═══ Excerpt ═══
The pertinent issue in the present case is whether the appellant was negligent, or was guilty of bad faith, in refusing to settle the Carrie Smith case within the limits of the policy issued to Cosby. The burden was upon the plaintiff to introduce evidence tending to establish one or the other of these issues. We can think of no other way that such issues could be established other than by evidence tending to show that a reasonable probability existed that a jury verdict would exceed the $25,000 limits of the policy in question. As stated in the Waters' case, supra:
"We think this type of case is one in which expert testimony can very well be accepted, but the questions and answers thereto should be proper."
Mr. Hobbs' testimony was not to the ultimate issues of the case, but was directed toward showing the reasonable probability that should the Carrie Smith case go to a jury there was in his opinion a reasonable probability of a verdict in excess of the limits of the policy. Such proof was incumbent upon the plaintiff, the appellee here. In this aspect there was no error in the rulings of the court in the above instance.
The appellant further argues under this assignment that no proper predicate was laid for the introduction of the opinion evidence of Mr. Hobbs in that no facts were elicited upon which his opinion was based.
"If the witness is shown to have such knowledge, he may give his opinion thereon without detailing to the jury all that he has observed." (Citations omitted.) "The value of the opinion may of course be tested on cross-examination by eliciting the facts and appearances upon which it is based. As stated by Prof. Wigmore:
" 'There is no principle and no orthodox practice which requires a witness having personal observation to state in advance his observed data before he states his inferences from them; all that needs to appear in advance is that he had an opportunity to observe and did observe.' "
To the same effect see also Watson v. Hardaway-Covington Cotton Co., 223 Ala. 443, 137 So. 33; American Life Insurance Co. v. Shell, 265 Ala. 306, 90 So.2d 719, 59 A.L.R.2d 917; Rolls v. State, 35 Ala. App. 283, 46 So.2d 8.
Further, Mr. Hobbs testified as to the nature of the Carrie Smith suit; that he was a trial attorney with twelve years experience, and had represented both plaintiffs and defendants in damage suits; that he fully investigated the Carrie Smith case and was thoroughly familiar with all the facts of the case; he further testified concerning the Workmen's Compensation payments as a factor affecting his opinion as to the reasonable probability affecting a jury verdict; and he further testified as to his knowledge and familiarity with jury verdicts in Wilcox County in death cases prior to the Smith case.
═══
Directions:
Answer these questions from the excerpt:
1. What were the limits of the policy issued to Cosby?
2. How many years of experience as a trial attorney did Mr. Hobbs testify he had?
3. In which county did Mr. Hobbs say he knew jury verdicts in death cases?
The records below the excerpt come from a separate source.
═══ Data listing ═══
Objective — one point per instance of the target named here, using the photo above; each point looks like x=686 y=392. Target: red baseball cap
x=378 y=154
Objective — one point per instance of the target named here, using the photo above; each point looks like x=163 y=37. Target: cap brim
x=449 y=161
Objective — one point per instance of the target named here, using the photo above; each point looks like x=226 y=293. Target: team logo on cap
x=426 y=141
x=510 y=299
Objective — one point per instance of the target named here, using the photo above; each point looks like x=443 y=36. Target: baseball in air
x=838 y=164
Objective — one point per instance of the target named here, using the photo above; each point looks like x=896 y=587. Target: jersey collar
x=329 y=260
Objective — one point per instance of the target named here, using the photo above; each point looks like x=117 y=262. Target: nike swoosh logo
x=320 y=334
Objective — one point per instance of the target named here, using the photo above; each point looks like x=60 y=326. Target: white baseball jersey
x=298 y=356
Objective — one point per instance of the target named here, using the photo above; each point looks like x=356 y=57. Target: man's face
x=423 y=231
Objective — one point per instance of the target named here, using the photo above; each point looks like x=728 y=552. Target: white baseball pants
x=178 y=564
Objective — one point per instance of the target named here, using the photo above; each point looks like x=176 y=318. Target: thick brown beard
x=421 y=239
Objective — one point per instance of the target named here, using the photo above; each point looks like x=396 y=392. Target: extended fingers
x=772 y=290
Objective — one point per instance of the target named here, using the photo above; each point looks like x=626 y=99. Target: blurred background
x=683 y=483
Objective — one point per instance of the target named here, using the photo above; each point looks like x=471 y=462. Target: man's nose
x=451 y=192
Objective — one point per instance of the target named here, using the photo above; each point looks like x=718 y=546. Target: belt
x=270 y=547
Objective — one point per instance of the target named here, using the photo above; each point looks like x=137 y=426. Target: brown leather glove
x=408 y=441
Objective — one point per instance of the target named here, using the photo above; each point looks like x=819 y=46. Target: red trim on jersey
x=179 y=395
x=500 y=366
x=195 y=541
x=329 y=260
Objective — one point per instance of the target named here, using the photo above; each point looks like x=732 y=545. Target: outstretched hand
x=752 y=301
═══
Task response:
1. $25,000
2. Twelve years
3. Wilcox County